— START Source extract —

# Restoring 37 Elgin?



## 1937 Elgin (Dec 23, 2014)

Hello All,

When it comes to Paint? Keep Original or Re-paint? Any thoughts? Do's and don'ts on cleaning and or preserving?

Rich


----------



## RustyK (Dec 23, 2014)

Orig!


----------



## Robertriley (Dec 23, 2014)

It's only original once!


----------



## 1937 Elgin (Dec 23, 2014)

Would a clear coat help protect it or commando all the way?


----------



## ThegoodThebad&Therusty (Dec 23, 2014)

Commando, if you CC it, it ain't original anymore. 

Wax on, wax off ...

pap
.


----------



## ThegoodThebad&Therusty (Dec 23, 2014)

I mean does _this_ look original to anyone ? ...







pap
.


----------



## pedal_junky (Dec 23, 2014)

Yep. Keep as is. It's bad ass.


----------



## Freqman1 (Dec 23, 2014)

I agree with the others in regards to keeping what you have original. That said just realize you are going to be way upside down financially on this bike if you restore it to original. Building a bike from parts is never the most economical way to go. V/r Shawn


----------



## 1937 Elgin (Dec 23, 2014)

ThegoodThebad&Therusty said:


> I mean does _this_ look original to anyone ? ...
> 
> View attachment 187144
> 
> ...






Thanks Pap & Frank

Commando it is.


----------



## ThegoodThebad&Therusty (Dec 24, 2014)

Now i'm wondering, wasn't that bike supposed to have truss rods ? I think it did, and if so the forks should have had two support extensions up top that aren't there on the forks.

Rich, does it look like something was cut off of the front on the top of the forks on what you have there ?

pap
.


----------



## Nickinator (Dec 24, 2014)

Here is the pictures rear duck tail is messed up but no gashes or cuts in the metal so it can be bent back to normal
Nick.


----------



## 1937 Elgin (Dec 24, 2014)

ThegoodThebad&Therusty said:


> Now i'm wondering, wasn't that bike supposed to have truss rods ? I think it did, and if so the forks should have had two support extensions up top that aren't there on the forks.
> 
> Rich, does it look like something was cut off of the front on the top of the forks on what you have there ?
> 
> ...




I was wondering the same... Was there much/any variance between full size models?

Rich


----------



## ThegoodThebad&Therusty (Dec 24, 2014)

"full sized" ?   

Wait ! is this a 24" frame ?

pap
.


----------



## 1937 Elgin (Dec 24, 2014)

ThegoodThebad&Therusty said:


> "full sized" ?
> 
> Wait ! is this a 24" frame ?
> 
> ...




26" for sure.


----------



## ThegoodThebad&Therusty (Dec 25, 2014)

OK, good images there ...

Well you've got to formulate a concept of what you want this project to become, you want a stripprd down bobber with "phat" tires and a raunchy saddle or something more correct with fenders, A chain guard and standard size balloon tires ? 

pap
.


----------

— END Source extract —
— START Information supplied —

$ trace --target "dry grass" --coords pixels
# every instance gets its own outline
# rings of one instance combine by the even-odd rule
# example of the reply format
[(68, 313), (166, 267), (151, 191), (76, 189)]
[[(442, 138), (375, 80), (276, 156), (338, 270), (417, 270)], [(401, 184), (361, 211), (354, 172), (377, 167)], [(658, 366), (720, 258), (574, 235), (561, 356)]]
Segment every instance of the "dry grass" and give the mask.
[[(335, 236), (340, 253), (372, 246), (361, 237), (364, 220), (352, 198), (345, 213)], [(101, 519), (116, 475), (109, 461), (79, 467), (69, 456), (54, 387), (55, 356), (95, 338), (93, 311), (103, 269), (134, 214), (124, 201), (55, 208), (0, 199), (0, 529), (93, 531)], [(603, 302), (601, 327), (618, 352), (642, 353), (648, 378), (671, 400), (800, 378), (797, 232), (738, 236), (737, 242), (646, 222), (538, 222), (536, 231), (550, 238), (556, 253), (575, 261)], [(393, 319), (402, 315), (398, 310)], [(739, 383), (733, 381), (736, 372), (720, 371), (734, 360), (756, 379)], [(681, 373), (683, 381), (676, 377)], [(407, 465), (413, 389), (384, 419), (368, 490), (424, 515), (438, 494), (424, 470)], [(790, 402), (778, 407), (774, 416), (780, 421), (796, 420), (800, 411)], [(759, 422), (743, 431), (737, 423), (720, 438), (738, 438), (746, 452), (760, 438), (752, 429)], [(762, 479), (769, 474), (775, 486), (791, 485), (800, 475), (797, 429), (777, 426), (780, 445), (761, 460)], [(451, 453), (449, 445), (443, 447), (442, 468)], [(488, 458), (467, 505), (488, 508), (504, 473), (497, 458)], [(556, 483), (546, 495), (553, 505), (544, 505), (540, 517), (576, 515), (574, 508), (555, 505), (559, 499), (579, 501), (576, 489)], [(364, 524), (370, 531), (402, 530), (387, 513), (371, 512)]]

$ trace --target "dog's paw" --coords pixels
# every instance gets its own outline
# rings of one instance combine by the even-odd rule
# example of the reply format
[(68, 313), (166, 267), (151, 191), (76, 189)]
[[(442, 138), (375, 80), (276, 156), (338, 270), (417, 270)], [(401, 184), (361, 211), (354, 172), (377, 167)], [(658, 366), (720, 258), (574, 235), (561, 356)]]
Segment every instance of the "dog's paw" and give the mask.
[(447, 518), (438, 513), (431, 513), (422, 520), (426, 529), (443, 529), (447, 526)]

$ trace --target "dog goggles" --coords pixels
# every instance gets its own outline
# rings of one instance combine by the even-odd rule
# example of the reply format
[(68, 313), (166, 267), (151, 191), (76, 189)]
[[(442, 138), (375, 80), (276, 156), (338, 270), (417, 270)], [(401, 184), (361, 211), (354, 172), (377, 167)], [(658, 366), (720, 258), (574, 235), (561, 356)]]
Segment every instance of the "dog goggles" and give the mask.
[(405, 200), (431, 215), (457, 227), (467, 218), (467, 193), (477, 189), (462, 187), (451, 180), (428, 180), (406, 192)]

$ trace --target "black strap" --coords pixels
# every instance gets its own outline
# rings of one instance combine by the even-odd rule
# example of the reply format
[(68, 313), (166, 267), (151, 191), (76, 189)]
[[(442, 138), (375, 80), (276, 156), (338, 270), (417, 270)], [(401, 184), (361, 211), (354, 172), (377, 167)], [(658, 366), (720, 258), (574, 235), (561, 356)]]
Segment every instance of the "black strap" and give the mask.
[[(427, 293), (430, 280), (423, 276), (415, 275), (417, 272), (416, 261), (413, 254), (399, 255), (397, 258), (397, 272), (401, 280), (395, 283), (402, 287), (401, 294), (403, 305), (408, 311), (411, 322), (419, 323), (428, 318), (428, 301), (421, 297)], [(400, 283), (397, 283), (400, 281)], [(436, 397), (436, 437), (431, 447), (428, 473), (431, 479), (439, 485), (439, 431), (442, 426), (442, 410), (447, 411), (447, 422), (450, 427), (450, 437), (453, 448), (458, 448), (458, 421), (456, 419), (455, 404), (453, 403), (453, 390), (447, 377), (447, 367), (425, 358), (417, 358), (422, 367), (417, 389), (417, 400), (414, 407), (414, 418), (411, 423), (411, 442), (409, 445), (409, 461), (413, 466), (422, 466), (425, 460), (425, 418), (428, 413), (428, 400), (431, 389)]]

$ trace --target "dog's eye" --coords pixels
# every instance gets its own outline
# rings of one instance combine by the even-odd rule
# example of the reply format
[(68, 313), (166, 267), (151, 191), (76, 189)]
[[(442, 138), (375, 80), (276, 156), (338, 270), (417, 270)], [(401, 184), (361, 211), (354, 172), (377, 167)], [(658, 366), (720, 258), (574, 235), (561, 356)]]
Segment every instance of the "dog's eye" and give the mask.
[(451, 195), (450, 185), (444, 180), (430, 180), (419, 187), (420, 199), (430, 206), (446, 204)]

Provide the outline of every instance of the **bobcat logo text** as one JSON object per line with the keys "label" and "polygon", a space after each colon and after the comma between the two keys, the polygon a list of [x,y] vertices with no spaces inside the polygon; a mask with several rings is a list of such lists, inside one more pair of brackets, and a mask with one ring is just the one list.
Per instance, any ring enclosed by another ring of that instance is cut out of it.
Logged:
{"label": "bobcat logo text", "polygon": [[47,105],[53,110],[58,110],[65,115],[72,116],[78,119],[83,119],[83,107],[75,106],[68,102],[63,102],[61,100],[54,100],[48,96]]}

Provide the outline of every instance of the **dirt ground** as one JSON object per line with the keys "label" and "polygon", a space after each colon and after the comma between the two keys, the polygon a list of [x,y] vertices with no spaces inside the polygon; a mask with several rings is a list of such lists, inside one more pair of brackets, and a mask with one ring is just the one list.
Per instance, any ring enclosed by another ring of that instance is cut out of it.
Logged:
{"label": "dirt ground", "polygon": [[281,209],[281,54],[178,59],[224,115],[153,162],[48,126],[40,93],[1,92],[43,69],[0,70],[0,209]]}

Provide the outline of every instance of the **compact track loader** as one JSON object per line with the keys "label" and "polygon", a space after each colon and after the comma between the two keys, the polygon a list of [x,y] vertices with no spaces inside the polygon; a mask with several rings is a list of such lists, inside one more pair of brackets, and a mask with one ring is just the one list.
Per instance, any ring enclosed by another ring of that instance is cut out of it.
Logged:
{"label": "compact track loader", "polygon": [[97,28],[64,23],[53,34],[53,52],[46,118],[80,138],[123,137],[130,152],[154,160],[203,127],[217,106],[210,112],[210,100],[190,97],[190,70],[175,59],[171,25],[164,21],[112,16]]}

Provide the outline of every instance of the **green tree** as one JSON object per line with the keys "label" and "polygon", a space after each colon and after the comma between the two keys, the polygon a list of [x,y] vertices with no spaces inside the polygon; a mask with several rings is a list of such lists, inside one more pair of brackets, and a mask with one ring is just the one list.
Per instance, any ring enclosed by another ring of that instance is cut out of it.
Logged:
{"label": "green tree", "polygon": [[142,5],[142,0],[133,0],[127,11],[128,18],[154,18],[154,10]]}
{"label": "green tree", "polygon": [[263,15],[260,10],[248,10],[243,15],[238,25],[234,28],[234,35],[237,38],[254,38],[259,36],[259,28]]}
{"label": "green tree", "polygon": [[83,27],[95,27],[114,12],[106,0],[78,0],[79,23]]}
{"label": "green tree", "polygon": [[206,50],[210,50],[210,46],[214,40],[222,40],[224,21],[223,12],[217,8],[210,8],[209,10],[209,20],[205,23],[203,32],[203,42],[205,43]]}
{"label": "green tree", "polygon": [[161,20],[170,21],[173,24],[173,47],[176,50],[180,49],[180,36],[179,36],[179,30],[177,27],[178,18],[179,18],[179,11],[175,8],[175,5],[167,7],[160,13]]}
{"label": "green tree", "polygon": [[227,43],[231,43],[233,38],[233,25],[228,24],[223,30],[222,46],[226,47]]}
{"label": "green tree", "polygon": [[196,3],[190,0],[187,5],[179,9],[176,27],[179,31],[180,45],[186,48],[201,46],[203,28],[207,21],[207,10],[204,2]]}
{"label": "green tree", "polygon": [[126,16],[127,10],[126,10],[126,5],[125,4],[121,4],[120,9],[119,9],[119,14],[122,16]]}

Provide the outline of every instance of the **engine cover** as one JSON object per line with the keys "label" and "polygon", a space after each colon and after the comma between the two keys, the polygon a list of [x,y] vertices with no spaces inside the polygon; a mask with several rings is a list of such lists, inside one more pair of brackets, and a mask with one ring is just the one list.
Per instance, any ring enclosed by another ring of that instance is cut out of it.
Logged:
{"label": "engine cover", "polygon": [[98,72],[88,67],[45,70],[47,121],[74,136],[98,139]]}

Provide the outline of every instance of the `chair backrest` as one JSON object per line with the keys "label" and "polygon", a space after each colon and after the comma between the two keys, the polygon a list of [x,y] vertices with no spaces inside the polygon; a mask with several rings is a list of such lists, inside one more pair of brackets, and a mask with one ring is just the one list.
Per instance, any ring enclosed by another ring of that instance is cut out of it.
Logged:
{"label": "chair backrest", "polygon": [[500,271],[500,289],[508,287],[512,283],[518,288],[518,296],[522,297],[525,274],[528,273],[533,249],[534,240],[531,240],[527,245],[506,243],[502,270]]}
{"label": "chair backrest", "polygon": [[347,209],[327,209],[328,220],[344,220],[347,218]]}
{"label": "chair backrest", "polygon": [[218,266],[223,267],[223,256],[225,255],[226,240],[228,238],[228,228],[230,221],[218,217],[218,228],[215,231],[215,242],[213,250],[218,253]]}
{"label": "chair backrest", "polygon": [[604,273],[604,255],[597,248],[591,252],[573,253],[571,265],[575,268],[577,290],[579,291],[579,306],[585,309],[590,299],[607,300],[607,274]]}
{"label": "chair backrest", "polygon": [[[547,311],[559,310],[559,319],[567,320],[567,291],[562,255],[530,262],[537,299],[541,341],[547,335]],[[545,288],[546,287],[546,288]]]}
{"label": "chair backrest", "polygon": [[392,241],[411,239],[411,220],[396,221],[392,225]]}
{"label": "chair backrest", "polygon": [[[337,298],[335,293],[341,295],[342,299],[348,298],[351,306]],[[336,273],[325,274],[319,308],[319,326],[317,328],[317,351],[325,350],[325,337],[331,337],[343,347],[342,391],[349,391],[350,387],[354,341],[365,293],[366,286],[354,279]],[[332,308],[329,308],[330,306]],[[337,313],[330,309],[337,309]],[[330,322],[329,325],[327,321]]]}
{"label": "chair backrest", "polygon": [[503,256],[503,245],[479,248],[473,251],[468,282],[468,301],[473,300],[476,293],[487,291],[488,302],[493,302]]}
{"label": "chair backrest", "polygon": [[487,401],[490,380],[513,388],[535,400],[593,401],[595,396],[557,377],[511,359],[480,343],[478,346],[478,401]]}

— END Information supplied —

What this exercise asks:
[1] From the forum thread on restoring a 1937 Elgin, write out the stretch from "## ThegoodThebad&Therusty (Dec 25, 2014)" through "balloon tires ?".
[2] Summarize the forum thread on restoring a 1937 Elgin in two sentences.
The material above is separate from the forum thread and stands on its own.

Task answers:
[1]
## ThegoodThebad&Therusty (Dec 25, 2014)

OK, good images there ...

Well you've got to formulate a concept of what you want this project to become, you want a stripprd down bobber with "phat" tires and a raunchy saddle or something more correct with fenders, A chain guard and standard size balloon tires ?

[2] Rich asks whether to keep the original paint on his 1937 Elgin or repaint it, and the replies urge keeping it original, with Pap advising against a clear coat and Freqman1 warning that restoring it to original from parts would leave him far upside down financially. Pap then wonders whether the bike should have had truss rods, and after Rich confirms a 26" frame, Pap tells him to decide whether he wants a stripped-down bobber or something more correct with fenders, a chain guard and standard balloon tires.